SOURCE MATERIAL:
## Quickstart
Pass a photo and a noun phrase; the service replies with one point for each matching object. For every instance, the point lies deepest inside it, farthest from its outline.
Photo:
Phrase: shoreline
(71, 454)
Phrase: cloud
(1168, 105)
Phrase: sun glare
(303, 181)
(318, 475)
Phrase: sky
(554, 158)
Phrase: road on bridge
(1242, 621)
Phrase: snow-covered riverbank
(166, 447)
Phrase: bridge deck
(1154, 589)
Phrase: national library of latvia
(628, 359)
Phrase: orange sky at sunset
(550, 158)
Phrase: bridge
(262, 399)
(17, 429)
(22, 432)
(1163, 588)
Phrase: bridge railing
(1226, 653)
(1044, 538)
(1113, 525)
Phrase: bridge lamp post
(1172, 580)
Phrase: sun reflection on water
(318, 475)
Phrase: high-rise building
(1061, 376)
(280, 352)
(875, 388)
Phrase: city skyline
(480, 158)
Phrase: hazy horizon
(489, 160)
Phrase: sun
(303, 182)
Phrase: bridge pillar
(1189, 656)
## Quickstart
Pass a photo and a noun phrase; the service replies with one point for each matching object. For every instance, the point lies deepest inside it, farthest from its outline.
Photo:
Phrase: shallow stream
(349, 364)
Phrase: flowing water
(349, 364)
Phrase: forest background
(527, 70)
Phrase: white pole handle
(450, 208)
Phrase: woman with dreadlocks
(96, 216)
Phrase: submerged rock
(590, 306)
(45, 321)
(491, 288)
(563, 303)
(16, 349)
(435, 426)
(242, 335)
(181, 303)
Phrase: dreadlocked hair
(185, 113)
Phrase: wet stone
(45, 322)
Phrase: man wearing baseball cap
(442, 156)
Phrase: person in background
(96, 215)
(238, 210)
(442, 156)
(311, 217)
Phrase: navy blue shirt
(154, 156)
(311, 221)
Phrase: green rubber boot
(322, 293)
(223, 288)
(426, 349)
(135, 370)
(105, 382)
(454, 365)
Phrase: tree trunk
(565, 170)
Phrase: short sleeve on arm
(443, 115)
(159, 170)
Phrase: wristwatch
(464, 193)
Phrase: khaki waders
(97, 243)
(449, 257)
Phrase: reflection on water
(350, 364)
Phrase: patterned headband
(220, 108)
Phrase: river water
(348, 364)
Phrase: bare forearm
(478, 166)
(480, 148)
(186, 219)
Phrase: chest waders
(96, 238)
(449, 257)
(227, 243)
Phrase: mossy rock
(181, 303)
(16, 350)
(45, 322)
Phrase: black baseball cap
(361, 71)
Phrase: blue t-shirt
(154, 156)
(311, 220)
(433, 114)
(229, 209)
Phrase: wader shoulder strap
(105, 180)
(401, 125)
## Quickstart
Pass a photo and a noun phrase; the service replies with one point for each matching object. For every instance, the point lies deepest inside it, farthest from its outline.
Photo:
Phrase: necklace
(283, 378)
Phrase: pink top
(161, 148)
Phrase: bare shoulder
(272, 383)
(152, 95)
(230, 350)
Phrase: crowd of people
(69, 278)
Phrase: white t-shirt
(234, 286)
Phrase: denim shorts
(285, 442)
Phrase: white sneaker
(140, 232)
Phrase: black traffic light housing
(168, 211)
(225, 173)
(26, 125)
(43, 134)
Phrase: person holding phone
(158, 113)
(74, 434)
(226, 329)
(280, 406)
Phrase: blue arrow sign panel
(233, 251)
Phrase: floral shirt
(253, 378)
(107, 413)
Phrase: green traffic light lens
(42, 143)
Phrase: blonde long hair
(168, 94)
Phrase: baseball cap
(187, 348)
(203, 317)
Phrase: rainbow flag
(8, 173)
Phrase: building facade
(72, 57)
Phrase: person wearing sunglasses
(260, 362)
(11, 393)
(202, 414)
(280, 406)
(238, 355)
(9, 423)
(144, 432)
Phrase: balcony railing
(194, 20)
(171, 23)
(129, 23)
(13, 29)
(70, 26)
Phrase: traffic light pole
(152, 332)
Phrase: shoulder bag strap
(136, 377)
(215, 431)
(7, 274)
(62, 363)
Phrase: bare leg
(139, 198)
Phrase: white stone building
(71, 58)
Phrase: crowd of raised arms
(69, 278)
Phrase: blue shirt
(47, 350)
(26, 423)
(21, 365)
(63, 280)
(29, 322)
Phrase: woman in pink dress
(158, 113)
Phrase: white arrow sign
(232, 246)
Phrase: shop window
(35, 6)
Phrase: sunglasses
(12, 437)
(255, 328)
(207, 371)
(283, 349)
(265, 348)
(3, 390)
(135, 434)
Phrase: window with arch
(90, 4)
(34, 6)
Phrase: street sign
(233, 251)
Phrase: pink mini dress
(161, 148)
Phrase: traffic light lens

WHAT IS REQUIRED:
Faithfully reproduce all of the material.

SOLUTION TO THIS PROBLEM:
## Quickstart
Pass a photo and a noun phrase; the service replies with one point for each matching object. For every instance, the point lies deepest inside it, farthest from its outline.
Photo:
Phrase: shoreline
(71, 454)
Phrase: cloud
(1168, 105)
Phrase: sun glare
(303, 181)
(318, 475)
Phrase: sky
(554, 158)
Phrase: road on bridge
(1242, 621)
Phrase: snow-covered riverbank
(166, 447)
Phrase: bridge deck
(1154, 589)
Phrase: national library of latvia
(628, 359)
Phrase: orange sky at sunset
(550, 158)
Phrase: bridge
(262, 399)
(17, 429)
(22, 432)
(1163, 588)
Phrase: bridge railing
(1226, 653)
(1044, 538)
(1113, 525)
Phrase: bridge lamp post
(1172, 580)
Phrase: sun reflection on water
(318, 475)
Phrase: high-rise building
(1061, 376)
(280, 352)
(875, 388)
Phrase: city skyline
(480, 158)
Phrase: hazy horizon
(489, 160)
Phrase: sun
(303, 182)
Phrase: bridge pillar
(1189, 656)
## Quickstart
Pass a photo and a noun phrase; the service replies with one point for each matching object. For every instance, the point lies deepest inside it, farthest from its outline.
Photo:
Phrase: shallow stream
(349, 364)
Phrase: flowing water
(349, 364)
Phrase: forest background
(527, 70)
Phrase: white pole handle
(450, 208)
Phrase: woman with dreadlocks
(96, 216)
Phrase: submerged rock
(590, 306)
(45, 321)
(491, 288)
(563, 303)
(16, 349)
(435, 426)
(242, 335)
(181, 303)
Phrase: dreadlocked hair
(185, 113)
Phrase: wet stone
(45, 322)
Phrase: man wearing baseball cap
(442, 156)
Phrase: person in background
(96, 215)
(238, 210)
(442, 156)
(311, 217)
Phrase: navy blue shirt
(154, 156)
(311, 221)
Phrase: green rubber boot
(322, 293)
(223, 288)
(426, 349)
(135, 370)
(105, 382)
(454, 365)
Phrase: tree trunk
(565, 170)
Phrase: short sleeve on arm
(443, 115)
(159, 170)
Phrase: wristwatch
(464, 193)
Phrase: khaki waders
(97, 243)
(449, 257)
Phrase: reflection on water
(350, 364)
Phrase: patterned headband
(220, 108)
Phrase: river water
(348, 364)
Phrase: bare forearm
(478, 166)
(480, 148)
(186, 219)
Phrase: chest waders
(96, 238)
(449, 257)
(227, 243)
Phrase: mossy rock
(181, 303)
(16, 350)
(45, 322)
Phrase: black baseball cap
(361, 71)
Phrase: blue t-shirt
(154, 156)
(311, 220)
(433, 114)
(229, 209)
Phrase: wader shoulder strap
(105, 180)
(401, 125)
## Quickstart
Pass a photo and a noun phrase; the service replies with one point for each matching object. For every instance, the point lies deepest inside it, farthest from its outline.
Photo:
Phrase: necklace
(283, 378)
Phrase: pink top
(161, 148)
Phrase: bare shoulder
(272, 383)
(152, 95)
(230, 350)
Phrase: crowd of people
(69, 278)
Phrase: white t-shirt
(234, 286)
Phrase: denim shorts
(285, 442)
Phrase: white sneaker
(140, 232)
Phrase: black traffic light housing
(168, 211)
(225, 173)
(26, 125)
(43, 134)
Phrase: person holding phone
(158, 113)
(74, 434)
(226, 329)
(280, 406)
Phrase: blue arrow sign panel
(233, 251)
Phrase: floral shirt
(253, 378)
(107, 413)
Phrase: green traffic light lens
(42, 143)
Phrase: blonde long hair
(168, 94)
Phrase: baseball cap
(187, 348)
(203, 317)
Phrase: rainbow flag
(8, 173)
Phrase: building facade
(72, 57)
Phrase: person wearing sunglasses
(260, 362)
(11, 393)
(202, 414)
(280, 406)
(238, 355)
(9, 423)
(144, 432)
Phrase: balcony railing
(194, 20)
(171, 23)
(129, 23)
(13, 29)
(70, 26)
Phrase: traffic light pole
(152, 332)
Phrase: shoulder bag strap
(136, 377)
(215, 431)
(7, 274)
(62, 363)
Phrase: bare leg
(139, 198)
Phrase: white stone building
(71, 58)
Phrase: crowd of raised arms
(69, 278)
Phrase: blue shirt
(47, 350)
(26, 423)
(21, 365)
(63, 280)
(29, 322)
Phrase: woman in pink dress
(158, 113)
Phrase: white arrow sign
(232, 246)
Phrase: shop window
(35, 6)
Phrase: sunglasses
(12, 437)
(255, 328)
(207, 371)
(283, 349)
(265, 348)
(3, 390)
(135, 434)
Phrase: window with arch
(90, 4)
(34, 6)
Phrase: street sign
(233, 251)
Phrase: pink mini dress
(161, 148)
Phrase: traffic light lens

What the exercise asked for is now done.